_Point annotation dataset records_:

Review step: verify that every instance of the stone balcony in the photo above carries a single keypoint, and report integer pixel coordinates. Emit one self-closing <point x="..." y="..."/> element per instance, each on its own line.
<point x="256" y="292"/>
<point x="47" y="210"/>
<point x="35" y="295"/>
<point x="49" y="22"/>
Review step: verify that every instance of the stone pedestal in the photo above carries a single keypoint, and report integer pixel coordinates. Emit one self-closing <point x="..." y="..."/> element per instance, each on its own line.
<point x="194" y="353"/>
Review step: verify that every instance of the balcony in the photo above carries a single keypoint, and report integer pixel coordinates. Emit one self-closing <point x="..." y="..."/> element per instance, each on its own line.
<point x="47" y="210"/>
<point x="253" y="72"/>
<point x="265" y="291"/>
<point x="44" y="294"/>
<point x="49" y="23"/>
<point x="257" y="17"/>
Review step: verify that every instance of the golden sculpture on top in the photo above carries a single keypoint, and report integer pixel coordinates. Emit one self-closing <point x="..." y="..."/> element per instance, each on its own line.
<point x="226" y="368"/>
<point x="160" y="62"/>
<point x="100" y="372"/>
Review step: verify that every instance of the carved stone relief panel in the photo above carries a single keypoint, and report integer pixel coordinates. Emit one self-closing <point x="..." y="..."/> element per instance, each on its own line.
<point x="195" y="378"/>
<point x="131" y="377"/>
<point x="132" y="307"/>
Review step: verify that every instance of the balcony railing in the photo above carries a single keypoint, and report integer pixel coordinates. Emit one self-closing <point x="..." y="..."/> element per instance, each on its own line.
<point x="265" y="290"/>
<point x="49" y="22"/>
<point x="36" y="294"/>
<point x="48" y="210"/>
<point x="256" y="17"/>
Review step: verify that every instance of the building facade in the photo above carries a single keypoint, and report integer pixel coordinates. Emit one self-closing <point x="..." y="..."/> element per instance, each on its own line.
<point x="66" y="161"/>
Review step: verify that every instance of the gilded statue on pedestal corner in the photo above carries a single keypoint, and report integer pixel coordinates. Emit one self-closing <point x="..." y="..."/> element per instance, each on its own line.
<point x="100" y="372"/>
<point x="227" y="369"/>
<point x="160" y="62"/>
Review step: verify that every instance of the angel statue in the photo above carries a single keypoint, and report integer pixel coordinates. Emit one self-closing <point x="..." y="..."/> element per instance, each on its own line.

_WRITTEN EXERCISE_: Please render every one of the entries above as a numbered list, leaving out any blank lines.

_RESULT_:
1. Review step: verify that every instance of the stone balcony in the photo above carries a single keypoint, and report integer pixel coordinates. Emit one self-closing <point x="..." y="..."/> element per instance, each on its own line.
2. <point x="256" y="292"/>
3. <point x="47" y="210"/>
4. <point x="35" y="295"/>
5. <point x="49" y="22"/>
6. Review step: verify that every instance of the stone pedestal in the photo above carries a single keypoint, and report integer pixel coordinates. Emit one self-closing <point x="..." y="..."/> element per instance, each on its own line.
7. <point x="194" y="353"/>
8. Review step: verify that every instance of the balcony in the photo above carries a single keypoint, and report integer pixel coordinates. Emit one self-closing <point x="..." y="..."/> element per instance, each on its own line.
9. <point x="47" y="210"/>
10. <point x="253" y="72"/>
11. <point x="265" y="291"/>
12. <point x="44" y="294"/>
13. <point x="49" y="23"/>
14. <point x="257" y="17"/>
15. Review step: verify that every instance of the golden sculpture on top in the photo above carries a single keypoint, and report integer pixel coordinates. Emit one self-closing <point x="..." y="..."/> element per instance, each on its own line.
16. <point x="226" y="368"/>
17. <point x="160" y="62"/>
18. <point x="100" y="372"/>
19. Review step: verify that every instance of the carved stone relief panel in the photo above carries a single keypoint, and report integer pixel coordinates. Emit one self-closing <point x="..." y="..."/> element per instance, each on its own line.
20. <point x="195" y="378"/>
21. <point x="131" y="377"/>
22. <point x="132" y="307"/>
23. Review step: verify that every instance of the balcony railing in the photo above carries a single keypoint, and report integer pixel coordinates. Emit one self-closing <point x="..." y="..."/> element per instance, each on its own line.
24. <point x="265" y="290"/>
25. <point x="49" y="22"/>
26. <point x="36" y="294"/>
27. <point x="48" y="210"/>
28. <point x="256" y="17"/>
29. Review step: verify that every instance of the building facade in the photo above carries a single keypoint, and report integer pixel coordinates. Emit one self-closing <point x="..." y="..."/> element per instance, each on its own line.
30. <point x="66" y="161"/>
31. Review step: verify that every instance of the gilded statue on pedestal corner in the photo above carries a single keypoint, and report integer pixel coordinates. Emit one self-closing <point x="..." y="..."/> element per instance, each on its own line.
32. <point x="100" y="372"/>
33. <point x="227" y="369"/>
34. <point x="160" y="62"/>
35. Review step: verify that every instance of the angel statue in the photo above carries a single keypoint, and report integer pixel coordinates. Emit one self-closing <point x="..." y="..."/> element per instance, each on its own line.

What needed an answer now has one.